→ Page extract
# # # # # # #

Published on November 16, 2015 by Dr. Randal S. Olson
automation data science evolutionary computing machine learning pipeline python
5 min READ
Some of you might have been wondering what the heck I've been up to for the past few months. I haven't been posting much on my blog lately, and I haven't been working on important problems like solving Where's Waldo? and optimizing road trips around the world. (I promise: I'll get back to fun posts like that soon!) Instead, I've been working on something far geekier, and I'm excited to finally have something to show for it.
Over the summer, I started a new postdoctoral research position funded by the NIH at the University of Pennsylvania Computational Genetics Lab. During my first month there, I started looking for big problems in the field of data science to take on. Science (especially computer science) is often too incremental, and if I was going to stay in academia, I wanted to tackle a big problem. It was around that time that I started thinking about the process of machine learning and how we could let machines solve problems themselves rather than needing input from humans.
You see, machine learning is transforming the world as we know it. Google search engines were massively improved by machine learning, as were Gmail's spam filters. Voice assistants like Siri -- as silly as they can be -- use machine learning to translate your voice into something the computer can understand. Stock market investors make millions every day using machine learning to predict when to buy and sell. And the list goes on and on...
Ever wonder how Facebook always knows who you are in your photos? They use machine learning.
The problem with machine learning is that building an effective model can require a ton of human input. Humans have to figure out the right way to transform the data before feeding it to the machine learning model. Then they have to pick the right machine learning model that will learn from the data best, and then there's a whole bunch of model parameters to tweak that can make the difference between a dud and a Nostradamus-like model. Building these pipelines -- i.e., sequences of steps that turn the raw data into a predictive model -- can easily take weeks of tinkering depending on the difficulty of the problem. This is obviously a huge issue when machine learning is supposed to allow machines to learn on their own.

# # # # # # #

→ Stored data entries
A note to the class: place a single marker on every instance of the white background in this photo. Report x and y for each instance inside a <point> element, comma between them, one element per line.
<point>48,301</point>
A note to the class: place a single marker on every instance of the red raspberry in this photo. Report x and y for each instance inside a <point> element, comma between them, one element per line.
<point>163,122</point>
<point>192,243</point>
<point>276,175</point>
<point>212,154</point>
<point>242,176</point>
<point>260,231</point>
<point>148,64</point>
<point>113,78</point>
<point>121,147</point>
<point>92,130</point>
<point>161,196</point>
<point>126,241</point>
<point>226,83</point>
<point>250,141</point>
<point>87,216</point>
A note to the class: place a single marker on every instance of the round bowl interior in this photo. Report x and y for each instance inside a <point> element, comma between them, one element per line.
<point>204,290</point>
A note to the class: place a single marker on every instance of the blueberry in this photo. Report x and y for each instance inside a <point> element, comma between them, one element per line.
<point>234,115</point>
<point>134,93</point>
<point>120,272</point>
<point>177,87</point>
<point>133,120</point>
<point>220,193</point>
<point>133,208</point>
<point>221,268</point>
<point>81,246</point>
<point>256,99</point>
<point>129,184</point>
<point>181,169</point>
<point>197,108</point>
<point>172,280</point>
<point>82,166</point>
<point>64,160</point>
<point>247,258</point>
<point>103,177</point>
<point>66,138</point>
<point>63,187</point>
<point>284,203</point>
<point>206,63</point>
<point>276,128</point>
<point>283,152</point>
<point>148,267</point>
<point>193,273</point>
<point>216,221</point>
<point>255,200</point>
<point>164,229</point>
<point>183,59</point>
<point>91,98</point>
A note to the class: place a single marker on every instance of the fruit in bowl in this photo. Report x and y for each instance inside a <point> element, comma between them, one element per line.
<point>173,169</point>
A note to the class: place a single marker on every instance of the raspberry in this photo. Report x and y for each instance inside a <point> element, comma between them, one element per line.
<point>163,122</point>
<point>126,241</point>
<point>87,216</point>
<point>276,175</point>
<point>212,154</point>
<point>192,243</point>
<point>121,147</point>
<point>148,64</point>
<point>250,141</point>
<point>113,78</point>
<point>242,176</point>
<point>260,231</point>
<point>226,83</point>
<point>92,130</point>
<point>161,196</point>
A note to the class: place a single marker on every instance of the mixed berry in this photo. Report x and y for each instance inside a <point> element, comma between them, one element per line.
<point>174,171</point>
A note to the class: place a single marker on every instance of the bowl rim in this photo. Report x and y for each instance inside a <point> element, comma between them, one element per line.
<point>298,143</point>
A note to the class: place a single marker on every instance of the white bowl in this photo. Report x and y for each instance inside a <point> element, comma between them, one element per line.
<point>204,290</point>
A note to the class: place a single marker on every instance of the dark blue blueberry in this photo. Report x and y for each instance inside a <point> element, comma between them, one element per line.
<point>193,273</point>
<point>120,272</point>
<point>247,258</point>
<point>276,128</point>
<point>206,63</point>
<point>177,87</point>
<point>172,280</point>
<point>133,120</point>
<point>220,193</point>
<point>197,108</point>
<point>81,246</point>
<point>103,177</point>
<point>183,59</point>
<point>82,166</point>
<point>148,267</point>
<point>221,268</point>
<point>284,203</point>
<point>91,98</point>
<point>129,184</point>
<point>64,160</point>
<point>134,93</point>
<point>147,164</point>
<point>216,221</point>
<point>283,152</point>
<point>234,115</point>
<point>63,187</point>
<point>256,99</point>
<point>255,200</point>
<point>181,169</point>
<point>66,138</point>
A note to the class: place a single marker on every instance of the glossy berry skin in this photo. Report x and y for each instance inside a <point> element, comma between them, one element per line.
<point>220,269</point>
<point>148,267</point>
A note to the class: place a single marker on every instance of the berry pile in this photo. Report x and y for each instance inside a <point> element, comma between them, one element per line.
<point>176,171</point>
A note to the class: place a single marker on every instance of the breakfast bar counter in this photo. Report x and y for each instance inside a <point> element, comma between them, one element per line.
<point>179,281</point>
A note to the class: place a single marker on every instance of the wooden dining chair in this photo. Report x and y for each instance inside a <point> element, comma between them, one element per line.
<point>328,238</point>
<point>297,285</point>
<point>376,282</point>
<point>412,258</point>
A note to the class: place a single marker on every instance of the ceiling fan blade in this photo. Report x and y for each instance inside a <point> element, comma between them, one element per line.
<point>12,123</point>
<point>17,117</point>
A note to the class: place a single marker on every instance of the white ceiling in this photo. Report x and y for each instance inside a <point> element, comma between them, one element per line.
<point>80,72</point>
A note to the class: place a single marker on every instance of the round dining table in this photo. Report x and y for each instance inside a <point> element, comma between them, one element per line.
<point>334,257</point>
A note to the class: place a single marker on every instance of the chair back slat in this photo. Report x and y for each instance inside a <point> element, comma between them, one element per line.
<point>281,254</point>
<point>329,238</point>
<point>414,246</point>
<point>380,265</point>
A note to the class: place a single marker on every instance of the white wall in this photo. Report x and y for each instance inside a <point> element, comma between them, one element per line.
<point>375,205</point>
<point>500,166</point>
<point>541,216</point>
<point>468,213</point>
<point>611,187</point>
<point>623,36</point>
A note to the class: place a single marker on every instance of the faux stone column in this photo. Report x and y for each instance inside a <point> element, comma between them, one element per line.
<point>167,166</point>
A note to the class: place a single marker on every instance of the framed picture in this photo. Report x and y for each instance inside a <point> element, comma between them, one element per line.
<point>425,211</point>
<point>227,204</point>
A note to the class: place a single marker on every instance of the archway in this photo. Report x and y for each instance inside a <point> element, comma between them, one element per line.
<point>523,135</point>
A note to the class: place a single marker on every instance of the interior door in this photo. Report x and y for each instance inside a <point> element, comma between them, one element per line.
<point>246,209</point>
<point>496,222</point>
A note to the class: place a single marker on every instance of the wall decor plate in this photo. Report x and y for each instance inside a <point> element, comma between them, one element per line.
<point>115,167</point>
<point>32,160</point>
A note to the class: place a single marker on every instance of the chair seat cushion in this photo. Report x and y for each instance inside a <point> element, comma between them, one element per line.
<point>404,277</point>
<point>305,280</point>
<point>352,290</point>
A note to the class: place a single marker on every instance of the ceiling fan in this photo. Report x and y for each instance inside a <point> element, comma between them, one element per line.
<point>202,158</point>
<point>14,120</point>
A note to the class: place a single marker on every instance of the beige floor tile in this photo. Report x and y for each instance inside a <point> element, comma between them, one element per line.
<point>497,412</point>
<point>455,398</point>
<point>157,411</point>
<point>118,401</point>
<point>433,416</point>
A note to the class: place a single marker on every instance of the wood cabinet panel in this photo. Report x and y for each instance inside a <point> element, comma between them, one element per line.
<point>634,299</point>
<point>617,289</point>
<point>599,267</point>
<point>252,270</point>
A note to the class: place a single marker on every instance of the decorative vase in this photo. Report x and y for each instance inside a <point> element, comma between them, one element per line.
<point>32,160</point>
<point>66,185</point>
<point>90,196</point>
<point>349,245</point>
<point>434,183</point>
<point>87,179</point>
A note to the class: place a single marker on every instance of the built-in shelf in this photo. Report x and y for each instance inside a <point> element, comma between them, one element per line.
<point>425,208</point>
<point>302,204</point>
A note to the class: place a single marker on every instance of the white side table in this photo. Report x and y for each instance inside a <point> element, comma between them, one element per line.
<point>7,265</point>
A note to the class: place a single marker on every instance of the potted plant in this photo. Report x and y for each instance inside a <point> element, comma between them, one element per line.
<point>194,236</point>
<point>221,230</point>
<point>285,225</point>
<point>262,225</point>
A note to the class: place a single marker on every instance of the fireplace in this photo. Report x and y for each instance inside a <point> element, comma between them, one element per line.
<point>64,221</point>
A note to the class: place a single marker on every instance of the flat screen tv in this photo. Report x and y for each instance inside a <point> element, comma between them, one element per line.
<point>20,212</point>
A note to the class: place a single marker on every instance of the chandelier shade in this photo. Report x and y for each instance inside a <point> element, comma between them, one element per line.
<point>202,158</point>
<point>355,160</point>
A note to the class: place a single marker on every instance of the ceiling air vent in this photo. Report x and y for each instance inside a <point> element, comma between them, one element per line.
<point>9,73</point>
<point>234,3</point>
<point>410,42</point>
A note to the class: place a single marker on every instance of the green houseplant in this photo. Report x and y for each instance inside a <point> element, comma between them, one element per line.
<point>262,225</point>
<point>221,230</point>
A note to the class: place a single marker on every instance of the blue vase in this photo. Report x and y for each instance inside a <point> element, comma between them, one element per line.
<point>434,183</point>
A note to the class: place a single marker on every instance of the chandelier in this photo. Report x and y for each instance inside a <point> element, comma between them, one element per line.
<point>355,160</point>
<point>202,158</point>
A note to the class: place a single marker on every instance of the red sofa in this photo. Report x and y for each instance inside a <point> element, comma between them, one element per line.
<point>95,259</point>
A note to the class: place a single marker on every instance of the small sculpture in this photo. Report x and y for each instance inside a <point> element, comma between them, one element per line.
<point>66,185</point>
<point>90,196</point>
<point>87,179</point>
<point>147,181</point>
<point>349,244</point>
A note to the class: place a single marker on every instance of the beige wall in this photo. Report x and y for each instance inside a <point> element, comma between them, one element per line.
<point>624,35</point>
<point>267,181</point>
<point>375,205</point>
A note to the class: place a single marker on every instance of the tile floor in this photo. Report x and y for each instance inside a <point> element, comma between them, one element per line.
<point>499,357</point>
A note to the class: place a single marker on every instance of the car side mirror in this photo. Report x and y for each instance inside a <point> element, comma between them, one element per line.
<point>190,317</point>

# # # # # # #

→ Exercise brief
Continue the blog post about automating machine learning pipelines from the point where it stops. The records are separate material and have no connection to the text.

→ Result of this exercise
An example machine learning pipeline, and what parts of the pipeline TPOT automates
Thus, the Tree-based Pipeline Optimization Tool (TPOT) was born. TPOT is a Python tool that automatically creates and optimizes machine learning pipelines using genetic programming. Think of TPOT as your "Data Science Assistant": TPOT will automate the most tedious part of machine learning by intelligently exploring thousands of possible pipelines, then recommending the pipelines that work best for your data.
An example TPOT pipeline with two copies of the data set entering the pipeline.
Once TPOT is finished searching (or you get tired of waiting), it provides you with the Python code for the best pipeline it found so you can tinker with the pipeline from there. As an added bonus, TPOT is built on top of scikit-learn, so all of the code it generates should look familiar... if you're familiar with scikit-learn, anyway.
TPOT is still under active development and in its early stages, but it's worked very well on the classification problems I've applied it to so far.
Check out the TPOT GitHub repository to see the latest goings on. I'll be working on TPOT and pushing the boundaries of machine learning pipeline optimization for the majority of my postdoc.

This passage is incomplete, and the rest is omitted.